TRECHO DO TEXTO:
##############################

Alice no País das Maravilhas — Um mergulho filosófico no nonsense de Lewis Carroll
- Pedro Sucupira
- 5 de fev. de 2021
- 3 min de leitura
Atualizado: 22 de mai.
Acredito que muitos conheçam a história de Alice, mas poucos, de fato, a leram. Essa frase, tão simples quanto verdadeira, resume o paradoxo de Alice no País das Maravilhas: é um dos contos mais conhecidos do mundo, mas também um dos mais mal compreendidos. Publicado originalmente em 1865 (e não 1866, como muitas edições trazem), o livro foi escrito por Charles Lutwidge Dodgson, sob o célebre pseudônimo Lewis Carroll, e até hoje fascina leitores com sua mistura de nonsense e profundidade simbólica.

Tal como muitos, meu primeiro contato com Alice foi pelas adaptações cinematográficas — a clássica animação de 1951, dos estúdios Disney, e, anos mais tarde, a versão sombria e estilizada de Tim Burton, em 2010. Por já conhecer o enredo central, não iniciei a leitura com grandes expectativas. Pensava que não haveria nada de novo. Mas me enganei.
Há partes da história que jamais foram adaptadas para o cinema, e só a leitura revela. Cenas inteiras, diálogos e principalmente os poemas nonsense, cheios de duplos sentidos e jogos de linguagem, revelam um nível de complexidade e inventividade que vai muito além da versão popularizada. São momentos que, à primeira vista, podem parecer meras excentricidades, mas que, lidos com atenção, revelam questionamentos filosóficos, lógicos, psicológicos e até sociais.
Lembro quando ganhei o livro de uma grande amiga. Veio com um bilhete afetuoso e um conselho precioso:
– Leia devagar. Saboreie cada diálogo.
E eu reforço esse conselho a quem me lê agora. Alice no País das Maravilhas não é um livro para se correr. Cada cena, cada frase, cada absurdo tem um motivo para estar ali. Às vezes a lição é clara; outras vezes, escapa pelas bordas da linguagem, se esconde atrás do humor ou da aparente falta de sentido. É uma leitura que exige escuta atenta e entrega. E recompensa com camadas.
Embora seja frequentemente categorizado como literatura infantil, trata-se de uma obra profundamente ambígua e filosófica. Sim, há o encanto lúdico das criaturas falantes, dos cenários surreais, dos jogos de lógica invertida. Mas por trás da estética onírica, esconde-se uma crítica ácida à rigidez da educação vitoriana, aos valores da lógica cartesiana e até às normas de conduta social. É um livro sobre transformação, identidade, linguagem, poder e absurdo.

##############################

REGISTROS ARMAZENADOS:

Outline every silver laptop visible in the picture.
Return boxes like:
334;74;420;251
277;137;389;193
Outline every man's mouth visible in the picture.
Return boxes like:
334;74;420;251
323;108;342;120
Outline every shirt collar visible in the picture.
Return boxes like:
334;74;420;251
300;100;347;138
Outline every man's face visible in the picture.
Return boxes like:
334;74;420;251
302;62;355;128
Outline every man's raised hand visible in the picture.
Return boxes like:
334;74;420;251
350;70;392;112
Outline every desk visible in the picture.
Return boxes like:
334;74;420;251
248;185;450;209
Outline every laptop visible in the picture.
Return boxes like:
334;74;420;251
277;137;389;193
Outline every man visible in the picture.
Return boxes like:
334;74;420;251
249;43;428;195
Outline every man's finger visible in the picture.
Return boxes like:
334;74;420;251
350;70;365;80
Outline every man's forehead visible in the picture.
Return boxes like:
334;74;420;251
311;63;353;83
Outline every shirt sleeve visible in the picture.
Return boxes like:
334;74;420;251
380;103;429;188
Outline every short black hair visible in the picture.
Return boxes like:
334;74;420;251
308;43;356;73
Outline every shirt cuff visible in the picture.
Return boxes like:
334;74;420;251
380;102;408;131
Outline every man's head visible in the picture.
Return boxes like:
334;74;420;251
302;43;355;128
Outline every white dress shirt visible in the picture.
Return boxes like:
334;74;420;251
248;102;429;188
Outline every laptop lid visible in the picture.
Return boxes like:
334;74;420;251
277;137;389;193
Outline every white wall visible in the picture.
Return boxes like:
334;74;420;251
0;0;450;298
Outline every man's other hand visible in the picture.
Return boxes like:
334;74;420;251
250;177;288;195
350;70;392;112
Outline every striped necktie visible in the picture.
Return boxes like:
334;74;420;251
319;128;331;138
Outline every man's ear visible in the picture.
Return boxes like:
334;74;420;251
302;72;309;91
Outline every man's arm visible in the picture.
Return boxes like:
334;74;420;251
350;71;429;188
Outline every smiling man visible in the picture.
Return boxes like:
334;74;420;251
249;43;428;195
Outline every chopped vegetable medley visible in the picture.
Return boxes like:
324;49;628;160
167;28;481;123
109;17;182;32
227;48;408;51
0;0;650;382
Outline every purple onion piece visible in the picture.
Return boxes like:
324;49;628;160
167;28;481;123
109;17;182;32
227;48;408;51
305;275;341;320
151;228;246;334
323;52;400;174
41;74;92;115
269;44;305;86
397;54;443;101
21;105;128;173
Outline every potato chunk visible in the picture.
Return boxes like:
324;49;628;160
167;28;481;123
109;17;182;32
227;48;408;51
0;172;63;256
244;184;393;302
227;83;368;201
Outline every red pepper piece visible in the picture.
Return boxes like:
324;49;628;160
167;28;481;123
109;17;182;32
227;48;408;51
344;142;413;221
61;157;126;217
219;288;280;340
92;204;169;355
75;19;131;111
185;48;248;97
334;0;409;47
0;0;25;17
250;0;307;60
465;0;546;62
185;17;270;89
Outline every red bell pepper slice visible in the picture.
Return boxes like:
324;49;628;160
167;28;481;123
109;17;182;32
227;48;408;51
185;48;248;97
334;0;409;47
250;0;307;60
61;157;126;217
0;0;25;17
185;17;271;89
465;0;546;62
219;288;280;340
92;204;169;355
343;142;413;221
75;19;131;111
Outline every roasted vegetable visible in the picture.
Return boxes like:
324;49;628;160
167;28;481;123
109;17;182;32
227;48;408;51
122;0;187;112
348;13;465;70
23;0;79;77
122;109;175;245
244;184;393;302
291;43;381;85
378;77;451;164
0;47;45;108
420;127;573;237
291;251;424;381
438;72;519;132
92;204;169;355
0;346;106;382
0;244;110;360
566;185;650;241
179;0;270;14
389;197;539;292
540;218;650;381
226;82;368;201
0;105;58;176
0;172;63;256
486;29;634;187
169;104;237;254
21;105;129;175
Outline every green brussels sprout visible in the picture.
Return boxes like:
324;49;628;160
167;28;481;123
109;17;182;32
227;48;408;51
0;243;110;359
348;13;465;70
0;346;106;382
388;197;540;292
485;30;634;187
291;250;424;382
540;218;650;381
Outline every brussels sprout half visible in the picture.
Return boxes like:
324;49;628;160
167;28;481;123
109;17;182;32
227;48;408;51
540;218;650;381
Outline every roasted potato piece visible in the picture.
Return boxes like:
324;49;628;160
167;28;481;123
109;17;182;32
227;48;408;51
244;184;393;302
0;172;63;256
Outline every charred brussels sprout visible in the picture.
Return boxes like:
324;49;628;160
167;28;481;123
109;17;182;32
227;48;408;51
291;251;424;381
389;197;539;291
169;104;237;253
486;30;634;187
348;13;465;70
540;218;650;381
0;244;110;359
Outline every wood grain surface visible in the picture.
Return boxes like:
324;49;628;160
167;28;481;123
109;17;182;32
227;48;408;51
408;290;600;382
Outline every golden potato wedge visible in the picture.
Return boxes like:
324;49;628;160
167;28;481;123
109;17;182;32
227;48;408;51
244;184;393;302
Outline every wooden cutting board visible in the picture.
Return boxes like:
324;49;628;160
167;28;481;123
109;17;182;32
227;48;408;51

##############################

O QUE FAZER: Repita, sem alterações, o trecho do texto sobre Alice no País das Maravilhas que começa em "Acredito que muitos" e segue até "Mas me enganei.".

RESPOSTA ESCRITA:
Acredito que muitos conheçam a história de Alice, mas poucos, de fato, a leram. Essa frase, tão simples quanto verdadeira, resume o paradoxo de Alice no País das Maravilhas: é um dos contos mais conhecidos do mundo, mas também um dos mais mal compreendidos. Publicado originalmente em 1865 (e não 1866, como muitas edições trazem), o livro foi escrito por Charles Lutwidge Dodgson, sob o célebre pseudônimo Lewis Carroll, e até hoje fascina leitores com sua mistura de nonsense e profundidade simbólica.

Tal como muitos, meu primeiro contato com Alice foi pelas adaptações cinematográficas — a clássica animação de 1951, dos estúdios Disney, e, anos mais tarde, a versão sombria e estilizada de Tim Burton, em 2010. Por já conhecer o enredo central, não iniciei a leitura com grandes expectativas. Pensava que não haveria nada de novo. Mas me enganei.